EXERCISE PROMPT: Please repeat the records beneath this task exactly as they appear, but skip the images.

--*--

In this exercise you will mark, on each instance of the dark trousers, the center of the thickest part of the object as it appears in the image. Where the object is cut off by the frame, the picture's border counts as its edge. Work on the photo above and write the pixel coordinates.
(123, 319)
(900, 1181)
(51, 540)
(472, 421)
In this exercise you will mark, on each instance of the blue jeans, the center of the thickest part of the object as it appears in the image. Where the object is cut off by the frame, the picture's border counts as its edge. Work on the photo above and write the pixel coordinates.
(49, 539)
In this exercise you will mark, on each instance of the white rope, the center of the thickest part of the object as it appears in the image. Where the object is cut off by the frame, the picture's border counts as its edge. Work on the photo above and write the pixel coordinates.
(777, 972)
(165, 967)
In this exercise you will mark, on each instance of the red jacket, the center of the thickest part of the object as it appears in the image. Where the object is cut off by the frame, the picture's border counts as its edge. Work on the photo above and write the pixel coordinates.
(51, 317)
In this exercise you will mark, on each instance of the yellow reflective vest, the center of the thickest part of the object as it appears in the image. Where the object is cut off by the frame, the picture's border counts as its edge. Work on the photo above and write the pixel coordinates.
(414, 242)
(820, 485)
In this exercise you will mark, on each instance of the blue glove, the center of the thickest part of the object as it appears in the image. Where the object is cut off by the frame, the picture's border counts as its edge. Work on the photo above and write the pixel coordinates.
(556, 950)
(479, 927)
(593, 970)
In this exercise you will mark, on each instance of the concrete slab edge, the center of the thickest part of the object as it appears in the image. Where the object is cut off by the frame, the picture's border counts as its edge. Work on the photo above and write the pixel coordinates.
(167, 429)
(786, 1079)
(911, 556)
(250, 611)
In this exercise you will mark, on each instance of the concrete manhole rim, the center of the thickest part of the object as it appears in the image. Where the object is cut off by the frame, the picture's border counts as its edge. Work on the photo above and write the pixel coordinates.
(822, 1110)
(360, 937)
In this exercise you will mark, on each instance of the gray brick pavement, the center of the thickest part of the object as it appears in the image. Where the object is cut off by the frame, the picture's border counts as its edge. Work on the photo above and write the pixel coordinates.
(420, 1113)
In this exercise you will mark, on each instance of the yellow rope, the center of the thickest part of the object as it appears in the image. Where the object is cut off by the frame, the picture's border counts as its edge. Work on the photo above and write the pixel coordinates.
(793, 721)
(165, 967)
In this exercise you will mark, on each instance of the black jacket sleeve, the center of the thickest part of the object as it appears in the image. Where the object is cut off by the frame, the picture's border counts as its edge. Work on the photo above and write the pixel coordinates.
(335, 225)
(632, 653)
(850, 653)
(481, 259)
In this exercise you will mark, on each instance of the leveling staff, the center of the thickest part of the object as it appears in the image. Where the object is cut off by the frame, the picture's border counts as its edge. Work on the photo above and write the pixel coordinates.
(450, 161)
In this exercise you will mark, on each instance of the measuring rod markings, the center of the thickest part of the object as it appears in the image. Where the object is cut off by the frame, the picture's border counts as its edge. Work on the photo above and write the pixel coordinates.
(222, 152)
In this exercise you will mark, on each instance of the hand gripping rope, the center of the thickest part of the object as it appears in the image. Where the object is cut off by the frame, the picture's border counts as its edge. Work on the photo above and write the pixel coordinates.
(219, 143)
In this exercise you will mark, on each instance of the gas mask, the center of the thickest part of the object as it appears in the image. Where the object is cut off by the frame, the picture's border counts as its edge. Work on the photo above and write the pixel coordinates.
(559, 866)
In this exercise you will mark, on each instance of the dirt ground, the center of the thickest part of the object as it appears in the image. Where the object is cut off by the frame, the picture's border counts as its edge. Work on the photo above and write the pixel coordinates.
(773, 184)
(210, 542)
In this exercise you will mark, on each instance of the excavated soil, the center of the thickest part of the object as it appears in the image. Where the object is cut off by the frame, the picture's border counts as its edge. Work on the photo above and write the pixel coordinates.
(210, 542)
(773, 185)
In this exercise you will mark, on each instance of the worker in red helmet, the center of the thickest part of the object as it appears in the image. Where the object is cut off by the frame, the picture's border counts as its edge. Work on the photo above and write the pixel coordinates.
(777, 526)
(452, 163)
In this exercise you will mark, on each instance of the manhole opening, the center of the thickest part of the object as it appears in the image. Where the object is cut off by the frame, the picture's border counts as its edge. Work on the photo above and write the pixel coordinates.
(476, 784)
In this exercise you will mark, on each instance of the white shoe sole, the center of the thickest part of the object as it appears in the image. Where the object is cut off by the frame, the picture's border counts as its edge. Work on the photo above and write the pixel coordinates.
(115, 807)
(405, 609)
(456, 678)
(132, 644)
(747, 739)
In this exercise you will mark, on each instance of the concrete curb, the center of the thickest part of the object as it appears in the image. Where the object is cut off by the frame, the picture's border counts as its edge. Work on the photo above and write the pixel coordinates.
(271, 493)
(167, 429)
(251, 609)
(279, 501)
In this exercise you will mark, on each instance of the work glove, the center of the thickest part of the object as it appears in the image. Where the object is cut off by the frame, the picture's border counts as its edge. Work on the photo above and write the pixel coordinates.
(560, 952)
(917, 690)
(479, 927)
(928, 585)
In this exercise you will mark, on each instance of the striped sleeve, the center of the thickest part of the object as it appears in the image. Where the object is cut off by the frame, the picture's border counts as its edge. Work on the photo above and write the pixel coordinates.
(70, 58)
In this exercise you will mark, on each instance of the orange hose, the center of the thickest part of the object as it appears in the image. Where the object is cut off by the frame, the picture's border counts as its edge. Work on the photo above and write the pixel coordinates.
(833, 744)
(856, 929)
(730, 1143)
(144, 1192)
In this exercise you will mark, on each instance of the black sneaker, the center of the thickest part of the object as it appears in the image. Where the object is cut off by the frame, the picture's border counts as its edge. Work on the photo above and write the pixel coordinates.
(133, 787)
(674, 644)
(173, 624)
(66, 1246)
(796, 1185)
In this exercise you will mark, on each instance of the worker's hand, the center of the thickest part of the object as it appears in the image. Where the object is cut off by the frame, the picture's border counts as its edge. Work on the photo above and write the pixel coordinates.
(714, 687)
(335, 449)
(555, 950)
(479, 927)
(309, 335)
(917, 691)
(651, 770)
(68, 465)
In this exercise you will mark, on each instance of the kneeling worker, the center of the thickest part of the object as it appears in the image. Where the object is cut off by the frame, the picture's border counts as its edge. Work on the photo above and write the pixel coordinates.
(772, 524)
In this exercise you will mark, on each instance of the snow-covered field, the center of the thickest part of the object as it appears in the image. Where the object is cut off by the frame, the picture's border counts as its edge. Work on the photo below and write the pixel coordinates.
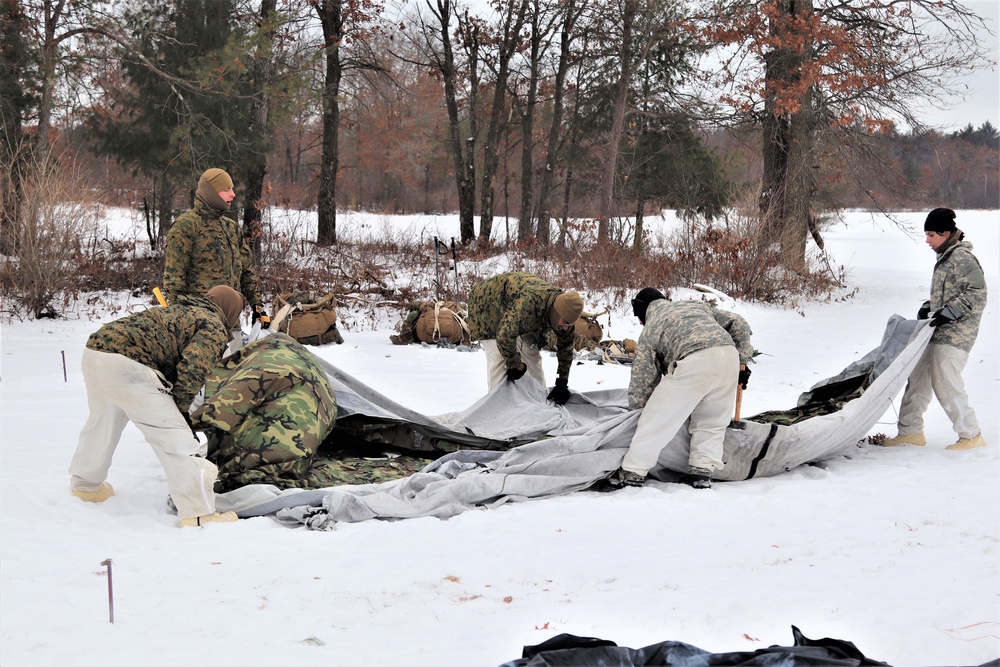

--*--

RESPONSE TO THE TASK:
In this exercise you will mark, on each instance of the dark trousers, the center of the thickest part of the object as it appears in the image. Where the object is cut off by the frame, the picture's border counts as its edge. Work on the photo above and write the pixel coordinates.
(123, 319)
(900, 1181)
(51, 540)
(472, 421)
In this exercise you will mark, on each instance of the blue jeans, the center of the thickest part of the object as it appears in the image. Where the object is cut off by the frame, the picture's border counts as its edge. Work on the photo above and write the pixel coordinates.
(49, 539)
In this exercise you will mark, on each instance of the white rope, the center of the thickest part of the object as it appears in the image. Where the object is cut off by the frame, the picture's border counts as its edge. Work on the photo above and write the pixel coordinates.
(777, 972)
(165, 967)
In this exercise you will mark, on each instance of the red jacket, the center of the thickest part of the object as it appears in the image. Where the object is cut off by the frame, the picture's border counts as its edge. Work on the photo above and write the pixel coordinates.
(51, 317)
In this exercise you will mark, on each instance of the yellow reflective vest, the center of the thickest part of the object as it appears in the image. Where the object is cut off by the frame, the picture's border counts as its edge. Work on the photo above and write the pixel coordinates.
(414, 242)
(820, 485)
In this exercise you will mark, on each instance of the blue glove, the center of the thickest part of the object as it appears in the image. Where the object is cut off by the frame, the picture's border counts as its edge. Work on the photo above and write the pixel coordinates.
(556, 950)
(479, 927)
(593, 970)
In this exercise you will mark, on each instance of the concrete slab edge, the center of the thickest part of the object as it appears in the image. Where the object is cut off by the frame, the picture's border counts as its edge. Work on the photo above and write the pixel coordinates.
(167, 429)
(786, 1079)
(911, 556)
(250, 611)
In this exercise you will mark, on each instance of the concrete manhole rim, the center of the thickest part of the object as it appears in the image. Where the object is cut off by the frame, the picture's border counts as its edge. Work on the photo above and write the pixel coordinates.
(822, 1110)
(360, 937)
In this exercise you will mark, on each instance of the gray brick pavement, the center of the thickest part of the object as it appears in the image. Where the object is cut off by the frame, the picture's border counts as its edge. Work on the photo above and write the pixel coordinates.
(420, 1113)
In this exercise you will mark, on each instance of the yellow rope, the center of the thickest part of the object as it appears in the image. Where the object is cut off by the frame, the picture's border counts as its edge. Work on the photo above and write the pixel coordinates.
(793, 721)
(165, 967)
In this exercise you will mark, on each instance of the black jacket sleeve, the center of the thickest part of the object as it appears in the image. Where the object is cut off by the frame, the picture's border counts as its edge. Work on the photo above and write the pixel coordinates.
(335, 225)
(632, 653)
(850, 653)
(481, 259)
In this exercise you will mark, on each instance of the leveling staff, the center of the thickest part of the object as it appears in the image. Where the object is cut off by the frame, the picture's border counts as its edge. Work on the photo above and write the pixel coordinates.
(450, 161)
In this exercise you will mark, on each instance of the measuring rod markings, the center of the thickest part of the object as it appears in the image. Where the object is cut off by the frame, the picture's border counts as its edge. Work on the photo above and write the pixel coordinates.
(222, 152)
In this exercise you will mark, on each instance of the hand gripping rope, the center of the thickest part of the object as it appears in the image. Where the object is cut off by the frame, the picture's border counts as its edge. Work on the photo above and write the pixel coordinates.
(219, 143)
In this exercise you will mark, on each instance of the gas mask, the center of the thickest part of the object as it appears in the image. Where the object is cut off by the frame, the picture's border counts as its edge. Work on the photo above and write the pixel coordinates.
(559, 866)
In this exercise you will mark, on each instance of the dirt ground, the center of the thickest part of the object as it appears in the image. Where the object is cut off by the frame, the picture's border counts as its edge. Work on the photo above and write the pixel coordinates.
(773, 184)
(210, 542)
In this exercise you will mark, on each instance of the excavated soil, the center of the thickest part of the object as it appears in the image. Where the object is cut off by the frame, the picture's border counts as its edge. Work on the photo above and write the pixel coordinates.
(210, 542)
(773, 185)
In this exercise you will mark, on each instance of the worker in red helmet, the center of the thickest part of the object as it appears in the image. Where the object is cut off by the frame, the picture's border counts as its edge. Work on the photo above and write the pixel coordinates.
(777, 526)
(452, 163)
In this exercise you will mark, on each instance of the manhole opening, the center of the thickest part of the object as it appears in the image. Where the object is cut off by the frame, the picture's border counts as its edge. Work on the photo above and write the pixel coordinates.
(476, 784)
In this exercise you will mark, on each instance of the white shoe sole, the center of the thickest part of the object as it appears in the image. Where the object is cut off by the frame, the picture's border counts as its edge. Work on the photo above and write the pixel coordinates.
(115, 807)
(405, 609)
(456, 678)
(132, 644)
(747, 739)
In this exercise you will mark, on each instance of the concrete curb, the center of the thickest part of the object as it appears in the image. Where the object is cut off by the frame, the picture's border counts as its edge. Work on the photo above and write the pixel coordinates.
(271, 493)
(167, 429)
(251, 609)
(279, 501)
In this exercise you will mark, on each instance of the work glove, the center of the thickest part of the object as it appears in the image. Where the object is cut off by the frame, the picture's border counts as its edge. Work on the photo above and write the pixel coordinates.
(560, 952)
(917, 690)
(479, 927)
(928, 585)
In this exercise you will mark, on each instance of the striped sleeve, the center of the thickest part of the object as it appears in the image. Where the object is cut off by the frame, the picture's border counts as its edge. Work on the photo above and write the pixel coordinates.
(70, 58)
In this exercise you will mark, on each instance of the orange hose, the center of the thickest part of the object as it appears in the image. Where the object is cut off by the frame, the picture's border counts as its edge. Work on the photo above and write the pixel coordinates.
(833, 744)
(856, 929)
(730, 1143)
(144, 1192)
In this exercise you will mark, on each instance of the black sneaker, the center of the thickest part of the object as it appears in the image. Where the object is cut off by the frame, the picture's border counts as its edge. Work on the photo above and write the pixel coordinates.
(133, 787)
(674, 644)
(173, 624)
(66, 1246)
(796, 1185)
In this exercise you will mark, on each instance of the worker's hand, the center of the thickest part of the object as it appears in the image. Where the object is cut off by the frame, the picture's border counts as its edge. Work on the photo above and write the pixel coordinates.
(714, 687)
(335, 449)
(555, 950)
(479, 927)
(309, 335)
(917, 691)
(651, 770)
(68, 465)
In this exercise you will mark, on each instance of the kneeling worker, the center of the thickest part of the object as it appears in the image. Where the object is cut off by the frame, the picture's border counts as its edge. Work on the photo above and write the pixel coordinates.
(772, 524)
In this exercise you will mark, on each instance of the snow-covered field, the center of the thickest part of the object as it appears in the image. Where the object is cut off by the frame, the picture's border counts as its edge. Work on the photo below and write the pixel coordinates.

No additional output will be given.